_TRY IT_: List every person named in the impeachment report below, in the order each first appears.

_PROVIDED TEXT_:
--*--
House Democrats, during a key impeachment hearing today, are expected to begin constructing articles of impeachment against President Trump, eyeing completion by Friday and a House vote before Christmas. 

 

Today’s gathering at 9 a.m. will feature presentations from the majority and minority counsels on the Judiciary and Intelligence panels. House Democrats face a historic week in which the outcome appears certain, even as House Judiciary Committee Chairman Jerrold Nadler (D-N.Y.) tried to leave his panel some wiggle room during an interview on Sunday.

 

“We’ll bring articles of impeachment presumably before the committee at some point later in the week,” Nadler said on NBC’s “Meet The Press.”

 

Nadler, who made multiple Sunday show appearances ahead of today’s hearing, also argued that the Democratic case against Trump is rock solid, telling CNN’s “State of the Union” that a jury would return a “guilty verdict in about three minutes flat” (The Hill).

 

Sunday Talk Shows: Lawmakers gear up ahead of Monday’s House Judiciary hearing.

 

The New York Times: With White House absent, impeachment devolves into partisan brawl.

 

Notably absent at today’s hearing will be any sort of representation for Trump or the White House, which announced last week that it will not participate in Judiciary Committee work ahead of a possible impeachment vote. The White House views the ongoing effort as illegitimate and believes any involvement would help legitimize the inquiry. 

 

Where the inquiry goes from here was the central theme of the Sunday shows, which featured Nadler and Rep. Mark Meadows (R-N.C.), a top ally of the president, in a preview of what’s to come this week: more partisan bickering (The Hill). 

 

The Associated Press: What’s next in impeachment: Articles, and committee vote.

 

The Hill: Democrat who opposed Trump, Clinton impeachment inquiries faces big test.

 

Across the Capitol, the Senate is lying in wait as the House kicks off what is expected to be the final two weeks of its impeachment work, with a trial in the upper chamber likely to start in January. As Jordain Carney reports, Senators are bracing for a brawl over the rules of a looming trial as party leaders are readying to haggle over a bipartisan deal to set ground rules like they did for the Clinton impeachment.
--*--
_INPUT DATA_:

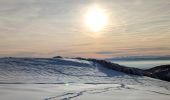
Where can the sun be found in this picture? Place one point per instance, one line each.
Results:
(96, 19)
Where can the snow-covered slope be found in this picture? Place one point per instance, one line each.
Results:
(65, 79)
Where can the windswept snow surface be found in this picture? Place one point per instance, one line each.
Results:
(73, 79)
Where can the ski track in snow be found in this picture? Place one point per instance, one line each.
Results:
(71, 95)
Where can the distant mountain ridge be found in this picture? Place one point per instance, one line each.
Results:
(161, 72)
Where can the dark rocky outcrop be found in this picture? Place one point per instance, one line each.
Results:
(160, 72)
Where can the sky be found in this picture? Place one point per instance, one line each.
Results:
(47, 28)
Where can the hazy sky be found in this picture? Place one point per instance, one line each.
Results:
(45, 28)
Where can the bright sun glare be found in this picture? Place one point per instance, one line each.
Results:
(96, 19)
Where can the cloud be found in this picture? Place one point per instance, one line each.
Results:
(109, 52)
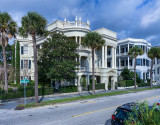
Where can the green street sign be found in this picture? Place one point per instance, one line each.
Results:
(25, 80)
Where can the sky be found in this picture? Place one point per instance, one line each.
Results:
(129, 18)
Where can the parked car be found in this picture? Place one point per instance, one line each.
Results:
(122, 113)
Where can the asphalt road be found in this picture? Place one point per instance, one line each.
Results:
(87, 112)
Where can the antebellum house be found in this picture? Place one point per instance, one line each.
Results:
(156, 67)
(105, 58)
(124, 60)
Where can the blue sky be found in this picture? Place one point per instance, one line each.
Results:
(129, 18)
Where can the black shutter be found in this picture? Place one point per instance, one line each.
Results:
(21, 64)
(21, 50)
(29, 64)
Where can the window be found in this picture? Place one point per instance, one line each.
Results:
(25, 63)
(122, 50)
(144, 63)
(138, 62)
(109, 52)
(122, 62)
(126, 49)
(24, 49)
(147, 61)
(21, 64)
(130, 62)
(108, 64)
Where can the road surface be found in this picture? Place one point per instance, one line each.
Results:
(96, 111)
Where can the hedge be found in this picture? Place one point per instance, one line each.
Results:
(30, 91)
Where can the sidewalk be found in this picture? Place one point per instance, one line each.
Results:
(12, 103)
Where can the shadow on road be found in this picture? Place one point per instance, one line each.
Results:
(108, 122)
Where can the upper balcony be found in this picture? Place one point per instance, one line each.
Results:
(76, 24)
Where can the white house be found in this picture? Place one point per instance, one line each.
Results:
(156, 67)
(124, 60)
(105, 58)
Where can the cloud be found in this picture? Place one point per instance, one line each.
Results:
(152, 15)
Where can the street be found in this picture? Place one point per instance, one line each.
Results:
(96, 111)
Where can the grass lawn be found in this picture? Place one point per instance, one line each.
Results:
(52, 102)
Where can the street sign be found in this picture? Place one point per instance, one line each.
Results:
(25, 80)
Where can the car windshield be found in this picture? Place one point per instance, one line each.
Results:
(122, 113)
--*--
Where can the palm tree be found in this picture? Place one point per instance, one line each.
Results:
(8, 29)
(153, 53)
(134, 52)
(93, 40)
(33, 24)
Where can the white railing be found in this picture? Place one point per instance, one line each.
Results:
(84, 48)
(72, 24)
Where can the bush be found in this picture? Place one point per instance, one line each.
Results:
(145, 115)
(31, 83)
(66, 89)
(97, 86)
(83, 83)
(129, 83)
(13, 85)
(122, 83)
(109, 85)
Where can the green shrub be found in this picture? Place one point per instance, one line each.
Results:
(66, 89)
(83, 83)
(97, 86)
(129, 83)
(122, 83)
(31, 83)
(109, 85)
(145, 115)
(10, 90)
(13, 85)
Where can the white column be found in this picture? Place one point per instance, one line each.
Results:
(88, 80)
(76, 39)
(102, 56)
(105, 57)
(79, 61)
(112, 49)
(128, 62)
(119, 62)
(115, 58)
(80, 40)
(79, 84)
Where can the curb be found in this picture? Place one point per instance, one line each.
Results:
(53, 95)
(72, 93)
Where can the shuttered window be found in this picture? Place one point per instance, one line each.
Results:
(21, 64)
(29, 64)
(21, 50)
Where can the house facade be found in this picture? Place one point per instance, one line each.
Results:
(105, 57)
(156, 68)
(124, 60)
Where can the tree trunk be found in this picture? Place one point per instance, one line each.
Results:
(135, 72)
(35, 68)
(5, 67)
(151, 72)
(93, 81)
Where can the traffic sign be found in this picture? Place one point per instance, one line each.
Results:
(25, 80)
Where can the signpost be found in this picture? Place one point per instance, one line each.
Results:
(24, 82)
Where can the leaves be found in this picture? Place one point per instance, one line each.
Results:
--*--
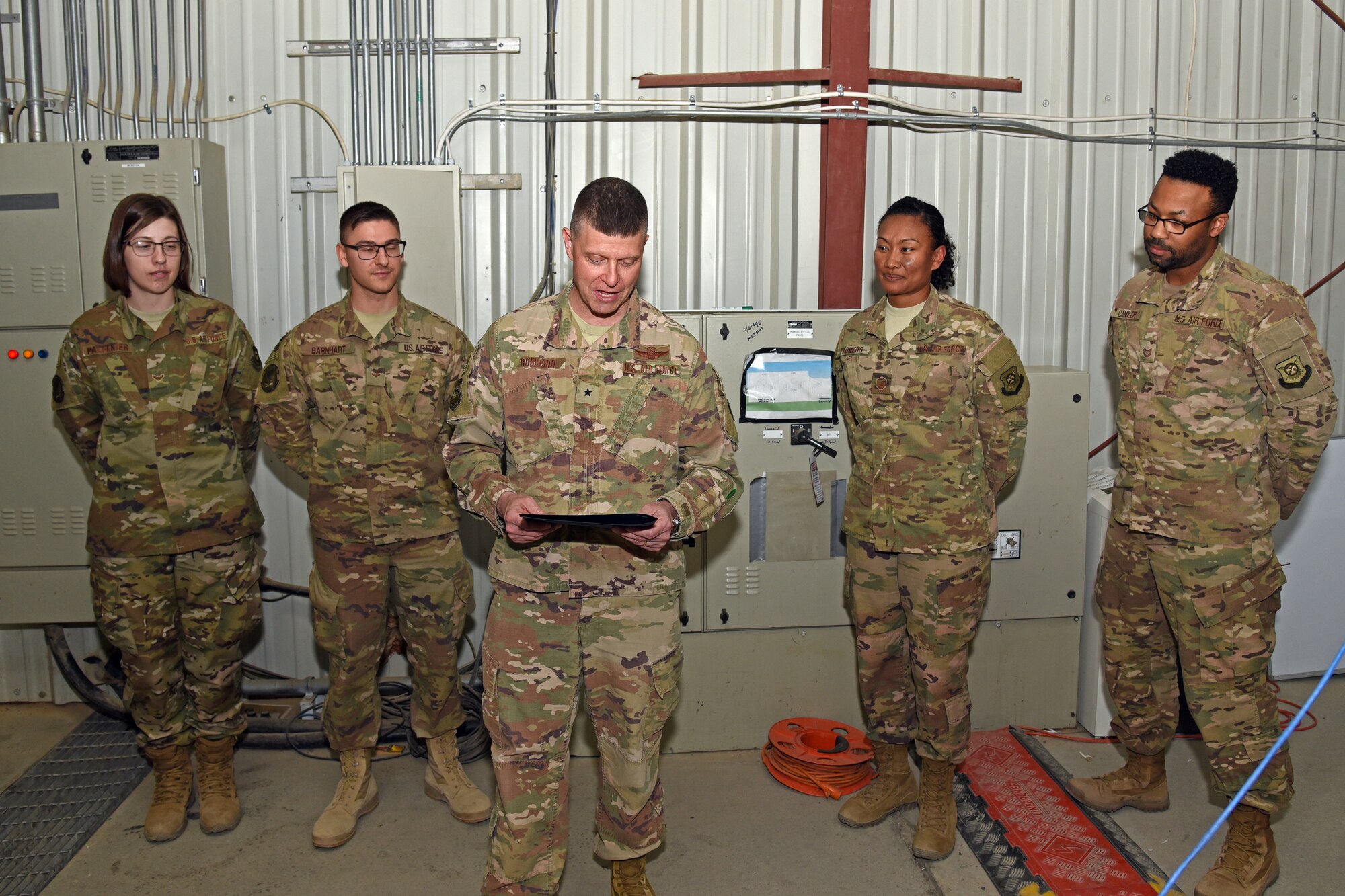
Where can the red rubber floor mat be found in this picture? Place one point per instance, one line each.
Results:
--*--
_RESULT_: President Trump, Jerrold Nadler, Mark Meadows, Clinton, Jordain Carney